§ **ENTRIES SUPPLIED**:
----
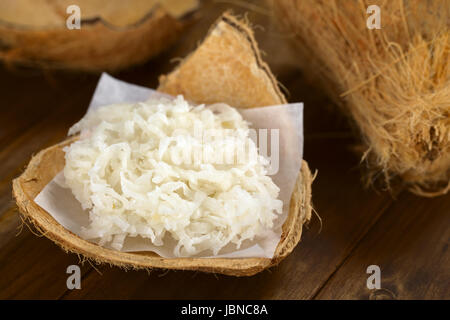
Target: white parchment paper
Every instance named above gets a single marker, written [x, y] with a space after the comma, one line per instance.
[57, 199]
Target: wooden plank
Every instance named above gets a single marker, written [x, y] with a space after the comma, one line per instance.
[410, 245]
[35, 267]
----
§ **REQUIREMENTS**: Please swap every "marker" in the rows above for "point" and write the rows out again with everything else unchanged. Leave the pictures out.

§ **RESPONSE TO THIS TASK**:
Target: white parchment paper
Every instance named above gets a single point, written [x, y] with a space after the comma, one line per instance.
[57, 199]
Target: wooden plank
Every instance named above gets a single point, written [x, y] with a space after the comma, one line per instance.
[410, 245]
[35, 267]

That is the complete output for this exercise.